> [Task A]: Duplicate the passage of the adoption hoax report from "Jones and Laura" up to and including "not in labor.".
> [Task B]: Based on the adoption hoax report, state whether each of the following statements agrees with it, answering yes or no and quoting the deciding words: (i) Jones contacted the Traytes in September. (ii) Jones asked the Traytes for money. (iii) At the emergency room, doctors said Jones was being treated for back pain.

> [Source extract]:
A couple in California say they’re victims of an “emotional crime” after their adoption process turned out to be a hoax allegedly made up by the woman who told them they could have her baby.

Matt and Laura Trayte, from Lake Forest, California, met Beth Jones, of Nickelsville, Virginia, on Facebook after a months-long attempt at adopting a child, according to the Orange County Register.

Over the course of more than two months, Jones led the couple to believe she was having a baby – but now the Traytes say there was no baby to begin with.

The Traytes struggled to conceive

The couple had struggled to conceive their first son, Hudson, and later had difficulties when trying to have a second child.

The Traytes went though multiple rounds of IVF and spent $16,000 on failed adoption services before launching the Facebook page, “A Sibling For Hudson,” and an accompanying GoFundMe.

Through the Facebook page they met several potential birth mothers who wanted to give up their babies, including Jones, who contacted the couple in September.

Jones told the Traytes she had gotten pregnant in April and that she and her husband wanted to give up the baby because they couldn’t afford a third child.

She didn’t want any money, and the Traytes and Jones decided they would have an open adoption, where Jones would still be in the baby’s life.

Jones and Laura Trayte exchanged messages several times a day between September 13 and November 29, with the women calling the unborn child “baby girl,” and exchanging thoughts about pregnancy.

Read more: 10 things to know about IVF, a popular fertility treatment

Ahead of the baby’s birth, Laura Trayte traveled to Virginia to meet Jones, and was sent numerous ultrasound photos.

When Jones finally told the couple she was going into labor, however, the Traytes learned there was no baby.

They arrived in the emergency room on November 29 to find Jones fully clothed, no baby in sight, and doctors saying the woman was being treated for back pain, and not in labor.

Jones later told the couple via texts that she had “lost the baby about two weeks ago” but didn’t want to tell the Traytes because she was “scared.”

> [Stored rows]:
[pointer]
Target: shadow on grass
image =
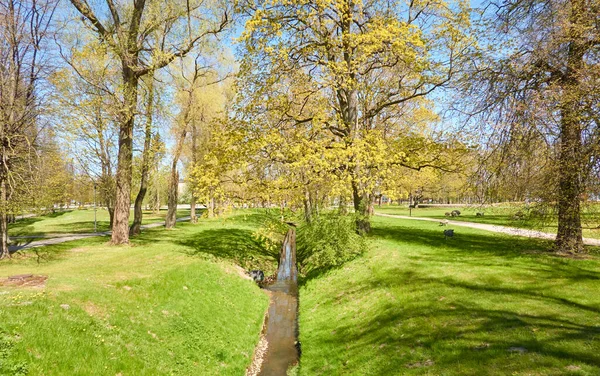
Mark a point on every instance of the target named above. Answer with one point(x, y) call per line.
point(238, 245)
point(470, 325)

> [Final answer A]:
Jones and Laura Trayte exchanged messages several times a day between September 13 and November 29, with the women calling the unborn child “baby girl,” and exchanging thoughts about pregnancy.

Read more: 10 things to know about IVF, a popular fertility treatment

Ahead of the baby’s birth, Laura Trayte traveled to Virginia to meet Jones, and was sent numerous ultrasound photos.

When Jones finally told the couple she was going into labor, however, the Traytes learned there was no baby.

They arrived in the emergency room on November 29 to find Jones fully clothed, no baby in sight, and doctors saying the woman was being treated for back pain, and not in labor.

> [Final answer B]:
(i) Yes: "including Jones, who contacted the couple in September"
(ii) No: "She didn’t want any money"
(iii) Yes: "doctors saying the woman was being treated for back pain, and not in labor"